• What is expected:
Would you copy each line of the records that includes the word "green"?

(Extracted records)
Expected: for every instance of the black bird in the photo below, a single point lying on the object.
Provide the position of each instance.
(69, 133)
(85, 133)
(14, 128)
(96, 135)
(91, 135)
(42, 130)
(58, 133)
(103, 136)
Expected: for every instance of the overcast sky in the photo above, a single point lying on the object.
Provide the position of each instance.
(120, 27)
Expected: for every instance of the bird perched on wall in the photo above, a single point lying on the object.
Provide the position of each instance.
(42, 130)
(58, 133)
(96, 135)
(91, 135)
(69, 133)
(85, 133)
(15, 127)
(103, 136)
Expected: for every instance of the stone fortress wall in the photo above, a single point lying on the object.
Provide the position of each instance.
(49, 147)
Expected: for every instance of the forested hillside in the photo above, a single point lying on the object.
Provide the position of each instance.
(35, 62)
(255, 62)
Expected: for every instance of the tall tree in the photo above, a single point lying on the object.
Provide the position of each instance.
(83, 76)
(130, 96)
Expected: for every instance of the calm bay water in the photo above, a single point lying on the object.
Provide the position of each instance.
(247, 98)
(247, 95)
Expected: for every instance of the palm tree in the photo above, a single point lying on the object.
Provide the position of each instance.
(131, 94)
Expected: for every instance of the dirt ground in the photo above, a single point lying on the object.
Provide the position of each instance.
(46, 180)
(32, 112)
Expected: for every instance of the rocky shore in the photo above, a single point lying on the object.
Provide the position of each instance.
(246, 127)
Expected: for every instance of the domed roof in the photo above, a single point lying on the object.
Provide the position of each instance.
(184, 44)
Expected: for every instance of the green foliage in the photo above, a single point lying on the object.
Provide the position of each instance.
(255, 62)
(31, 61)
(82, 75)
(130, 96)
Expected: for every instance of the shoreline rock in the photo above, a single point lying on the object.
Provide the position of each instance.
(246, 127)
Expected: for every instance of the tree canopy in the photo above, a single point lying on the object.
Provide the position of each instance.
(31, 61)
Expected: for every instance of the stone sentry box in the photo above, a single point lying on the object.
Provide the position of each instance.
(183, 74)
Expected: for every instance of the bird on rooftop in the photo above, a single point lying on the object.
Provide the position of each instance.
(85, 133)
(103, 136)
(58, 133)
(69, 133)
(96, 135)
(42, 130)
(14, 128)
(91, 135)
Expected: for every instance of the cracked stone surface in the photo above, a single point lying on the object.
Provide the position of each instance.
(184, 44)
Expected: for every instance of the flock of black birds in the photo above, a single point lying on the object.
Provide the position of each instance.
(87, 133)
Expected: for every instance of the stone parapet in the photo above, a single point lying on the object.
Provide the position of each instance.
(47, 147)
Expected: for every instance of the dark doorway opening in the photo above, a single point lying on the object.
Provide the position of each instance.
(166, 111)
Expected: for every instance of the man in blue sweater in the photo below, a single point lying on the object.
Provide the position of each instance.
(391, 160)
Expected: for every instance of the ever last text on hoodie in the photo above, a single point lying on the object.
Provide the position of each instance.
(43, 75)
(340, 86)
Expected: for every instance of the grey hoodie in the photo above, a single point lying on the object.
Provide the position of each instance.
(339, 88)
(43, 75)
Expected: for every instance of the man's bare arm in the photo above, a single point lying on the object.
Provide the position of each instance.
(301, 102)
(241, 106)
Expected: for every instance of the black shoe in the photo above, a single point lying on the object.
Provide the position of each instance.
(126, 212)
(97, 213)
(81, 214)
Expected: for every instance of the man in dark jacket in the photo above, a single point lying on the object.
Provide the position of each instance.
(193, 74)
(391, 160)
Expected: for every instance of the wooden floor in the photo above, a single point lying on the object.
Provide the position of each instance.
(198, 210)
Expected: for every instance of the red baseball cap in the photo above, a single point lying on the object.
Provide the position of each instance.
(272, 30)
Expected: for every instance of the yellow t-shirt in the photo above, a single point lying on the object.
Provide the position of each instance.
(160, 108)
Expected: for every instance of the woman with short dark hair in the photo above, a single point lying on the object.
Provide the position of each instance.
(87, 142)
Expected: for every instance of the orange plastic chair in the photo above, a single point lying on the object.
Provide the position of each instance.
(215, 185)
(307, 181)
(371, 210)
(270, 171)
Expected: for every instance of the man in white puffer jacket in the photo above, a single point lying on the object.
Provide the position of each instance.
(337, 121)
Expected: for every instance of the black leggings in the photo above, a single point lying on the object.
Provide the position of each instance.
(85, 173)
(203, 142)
* * *
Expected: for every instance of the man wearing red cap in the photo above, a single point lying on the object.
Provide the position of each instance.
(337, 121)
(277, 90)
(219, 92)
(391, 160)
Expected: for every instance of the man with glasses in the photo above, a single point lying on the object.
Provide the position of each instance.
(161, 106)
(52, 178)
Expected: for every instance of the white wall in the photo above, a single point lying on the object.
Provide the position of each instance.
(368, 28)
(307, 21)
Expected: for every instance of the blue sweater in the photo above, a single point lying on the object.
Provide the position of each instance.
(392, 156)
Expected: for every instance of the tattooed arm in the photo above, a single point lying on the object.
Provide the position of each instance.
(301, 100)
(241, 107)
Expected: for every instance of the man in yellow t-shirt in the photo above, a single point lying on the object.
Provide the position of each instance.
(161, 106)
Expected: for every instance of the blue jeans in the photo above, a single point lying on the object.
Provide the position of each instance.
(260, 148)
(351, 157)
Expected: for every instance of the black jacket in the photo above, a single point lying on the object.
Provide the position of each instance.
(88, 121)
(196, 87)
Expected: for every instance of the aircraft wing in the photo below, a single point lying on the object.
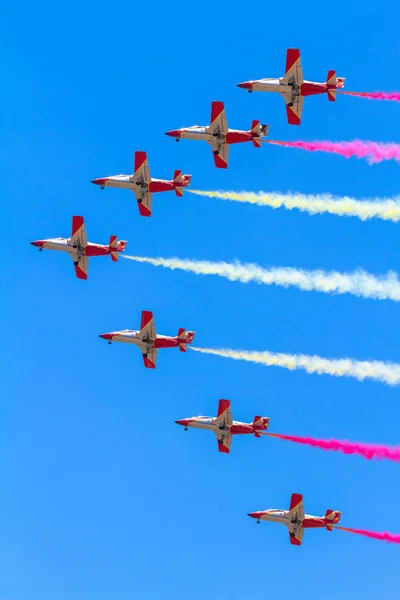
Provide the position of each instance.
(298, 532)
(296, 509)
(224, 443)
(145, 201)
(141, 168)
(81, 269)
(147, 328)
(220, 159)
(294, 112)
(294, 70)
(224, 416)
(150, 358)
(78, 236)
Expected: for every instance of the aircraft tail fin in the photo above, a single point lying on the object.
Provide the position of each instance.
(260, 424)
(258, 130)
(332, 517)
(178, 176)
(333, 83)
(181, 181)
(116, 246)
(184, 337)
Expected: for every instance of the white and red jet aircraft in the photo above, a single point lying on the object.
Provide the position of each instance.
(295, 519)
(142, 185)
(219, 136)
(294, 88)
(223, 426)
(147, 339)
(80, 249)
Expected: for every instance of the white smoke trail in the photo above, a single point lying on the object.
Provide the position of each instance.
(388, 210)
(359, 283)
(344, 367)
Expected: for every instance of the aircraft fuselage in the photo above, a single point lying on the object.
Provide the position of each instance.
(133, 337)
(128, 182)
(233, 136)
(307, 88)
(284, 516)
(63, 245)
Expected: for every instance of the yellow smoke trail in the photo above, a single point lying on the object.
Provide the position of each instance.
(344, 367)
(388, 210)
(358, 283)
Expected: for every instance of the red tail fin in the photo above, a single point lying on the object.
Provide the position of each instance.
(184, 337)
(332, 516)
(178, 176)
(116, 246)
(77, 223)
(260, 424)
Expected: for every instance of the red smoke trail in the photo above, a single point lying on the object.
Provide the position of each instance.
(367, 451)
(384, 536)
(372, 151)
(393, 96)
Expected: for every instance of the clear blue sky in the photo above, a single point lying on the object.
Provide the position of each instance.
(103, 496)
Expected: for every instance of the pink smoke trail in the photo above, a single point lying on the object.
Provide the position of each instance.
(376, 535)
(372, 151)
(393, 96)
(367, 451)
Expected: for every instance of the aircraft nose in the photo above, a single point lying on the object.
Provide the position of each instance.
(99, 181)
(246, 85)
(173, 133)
==
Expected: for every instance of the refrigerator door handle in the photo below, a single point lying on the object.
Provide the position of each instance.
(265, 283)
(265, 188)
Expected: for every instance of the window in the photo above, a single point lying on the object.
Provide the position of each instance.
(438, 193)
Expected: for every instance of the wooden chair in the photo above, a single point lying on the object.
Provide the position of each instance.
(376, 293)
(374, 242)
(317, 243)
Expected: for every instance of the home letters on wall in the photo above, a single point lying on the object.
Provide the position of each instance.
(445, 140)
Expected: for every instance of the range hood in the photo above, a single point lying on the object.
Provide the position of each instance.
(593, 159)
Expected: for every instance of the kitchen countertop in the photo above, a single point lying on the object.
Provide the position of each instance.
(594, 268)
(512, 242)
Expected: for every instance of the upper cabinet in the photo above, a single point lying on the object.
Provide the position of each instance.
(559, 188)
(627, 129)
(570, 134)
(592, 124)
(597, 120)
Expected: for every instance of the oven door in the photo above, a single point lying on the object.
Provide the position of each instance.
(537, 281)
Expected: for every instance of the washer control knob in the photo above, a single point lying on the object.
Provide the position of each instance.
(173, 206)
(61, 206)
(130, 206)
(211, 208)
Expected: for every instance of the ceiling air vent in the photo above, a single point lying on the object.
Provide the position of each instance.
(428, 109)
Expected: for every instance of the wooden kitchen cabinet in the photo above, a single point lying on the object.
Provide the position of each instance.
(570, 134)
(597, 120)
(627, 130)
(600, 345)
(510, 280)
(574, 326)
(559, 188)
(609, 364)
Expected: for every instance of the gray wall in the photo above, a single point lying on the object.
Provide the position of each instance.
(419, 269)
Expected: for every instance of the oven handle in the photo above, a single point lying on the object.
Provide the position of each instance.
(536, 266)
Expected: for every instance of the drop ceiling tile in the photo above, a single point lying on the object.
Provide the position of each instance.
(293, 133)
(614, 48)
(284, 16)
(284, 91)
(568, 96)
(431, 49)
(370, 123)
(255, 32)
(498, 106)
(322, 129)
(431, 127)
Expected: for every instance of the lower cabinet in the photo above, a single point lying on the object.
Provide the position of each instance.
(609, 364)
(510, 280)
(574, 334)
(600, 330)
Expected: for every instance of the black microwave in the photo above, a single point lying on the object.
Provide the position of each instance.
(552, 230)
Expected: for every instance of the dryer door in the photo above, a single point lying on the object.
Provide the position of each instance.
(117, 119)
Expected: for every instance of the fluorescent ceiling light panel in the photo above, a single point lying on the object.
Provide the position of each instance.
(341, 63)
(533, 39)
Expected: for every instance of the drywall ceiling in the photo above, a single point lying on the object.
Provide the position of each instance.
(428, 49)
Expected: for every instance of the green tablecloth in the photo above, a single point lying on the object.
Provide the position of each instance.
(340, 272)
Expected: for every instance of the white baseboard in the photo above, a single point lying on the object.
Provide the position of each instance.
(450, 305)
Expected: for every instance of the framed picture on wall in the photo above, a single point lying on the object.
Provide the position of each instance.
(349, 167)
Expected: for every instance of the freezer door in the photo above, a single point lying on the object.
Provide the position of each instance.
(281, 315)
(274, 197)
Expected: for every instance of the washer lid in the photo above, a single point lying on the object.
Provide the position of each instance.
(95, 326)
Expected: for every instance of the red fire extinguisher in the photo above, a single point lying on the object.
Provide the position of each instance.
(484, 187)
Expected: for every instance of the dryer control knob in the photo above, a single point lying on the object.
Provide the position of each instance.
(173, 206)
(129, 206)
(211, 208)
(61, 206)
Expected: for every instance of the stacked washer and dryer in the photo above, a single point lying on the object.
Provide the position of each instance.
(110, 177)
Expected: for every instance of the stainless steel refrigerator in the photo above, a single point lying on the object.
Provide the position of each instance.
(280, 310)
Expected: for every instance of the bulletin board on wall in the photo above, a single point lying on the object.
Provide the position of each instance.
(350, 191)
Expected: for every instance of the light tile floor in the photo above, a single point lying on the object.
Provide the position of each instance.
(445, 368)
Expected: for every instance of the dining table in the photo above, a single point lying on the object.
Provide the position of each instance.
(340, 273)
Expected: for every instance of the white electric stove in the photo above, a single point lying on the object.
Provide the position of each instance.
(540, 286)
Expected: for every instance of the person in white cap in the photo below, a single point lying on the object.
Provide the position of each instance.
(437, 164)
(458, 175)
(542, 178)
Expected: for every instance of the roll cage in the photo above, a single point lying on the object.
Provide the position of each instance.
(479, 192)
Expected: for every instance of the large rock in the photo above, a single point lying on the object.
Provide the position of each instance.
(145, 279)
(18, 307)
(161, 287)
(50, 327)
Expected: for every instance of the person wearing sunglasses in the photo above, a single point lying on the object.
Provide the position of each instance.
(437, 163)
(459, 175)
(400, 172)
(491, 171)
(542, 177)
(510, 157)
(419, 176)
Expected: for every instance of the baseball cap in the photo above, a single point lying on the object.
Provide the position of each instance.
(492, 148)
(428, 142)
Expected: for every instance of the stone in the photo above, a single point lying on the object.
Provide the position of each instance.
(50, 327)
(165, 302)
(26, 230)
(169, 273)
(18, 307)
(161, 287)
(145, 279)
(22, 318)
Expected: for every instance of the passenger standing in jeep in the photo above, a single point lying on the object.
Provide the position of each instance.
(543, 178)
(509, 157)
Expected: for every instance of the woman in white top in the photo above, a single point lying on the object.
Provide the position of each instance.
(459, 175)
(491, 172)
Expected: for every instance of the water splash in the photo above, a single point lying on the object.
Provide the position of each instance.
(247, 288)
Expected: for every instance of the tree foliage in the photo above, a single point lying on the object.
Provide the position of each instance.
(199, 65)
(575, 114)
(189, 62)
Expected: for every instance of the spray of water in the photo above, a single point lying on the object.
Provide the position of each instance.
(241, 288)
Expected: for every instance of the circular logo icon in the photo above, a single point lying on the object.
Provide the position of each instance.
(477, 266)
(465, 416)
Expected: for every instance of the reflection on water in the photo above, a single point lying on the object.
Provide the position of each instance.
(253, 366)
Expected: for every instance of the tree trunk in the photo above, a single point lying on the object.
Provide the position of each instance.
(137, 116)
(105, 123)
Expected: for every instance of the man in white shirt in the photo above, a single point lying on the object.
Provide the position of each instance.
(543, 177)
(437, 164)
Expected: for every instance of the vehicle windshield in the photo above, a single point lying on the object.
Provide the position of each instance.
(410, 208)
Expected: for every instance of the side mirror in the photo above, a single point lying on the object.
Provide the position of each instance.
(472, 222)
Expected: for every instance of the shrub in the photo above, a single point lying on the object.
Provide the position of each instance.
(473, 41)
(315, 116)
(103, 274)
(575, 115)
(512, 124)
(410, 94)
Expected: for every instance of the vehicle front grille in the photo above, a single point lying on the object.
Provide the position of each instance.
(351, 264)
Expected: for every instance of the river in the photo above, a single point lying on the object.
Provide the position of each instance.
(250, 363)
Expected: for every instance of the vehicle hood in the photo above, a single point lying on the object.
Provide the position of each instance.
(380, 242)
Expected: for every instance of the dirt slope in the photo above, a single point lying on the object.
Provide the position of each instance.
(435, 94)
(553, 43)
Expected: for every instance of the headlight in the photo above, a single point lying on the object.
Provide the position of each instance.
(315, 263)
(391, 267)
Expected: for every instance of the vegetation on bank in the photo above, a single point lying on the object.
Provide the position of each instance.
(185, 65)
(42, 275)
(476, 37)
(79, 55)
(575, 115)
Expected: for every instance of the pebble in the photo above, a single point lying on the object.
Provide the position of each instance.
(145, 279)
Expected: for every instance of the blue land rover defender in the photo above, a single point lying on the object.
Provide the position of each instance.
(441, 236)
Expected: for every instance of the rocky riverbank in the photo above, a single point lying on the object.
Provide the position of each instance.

• Output:
Expected: for every instance of the green foliage in the photo above, a single point lying on the object.
Expected: for every instance of the green tablecloth in the photo above, a single point lying on the object.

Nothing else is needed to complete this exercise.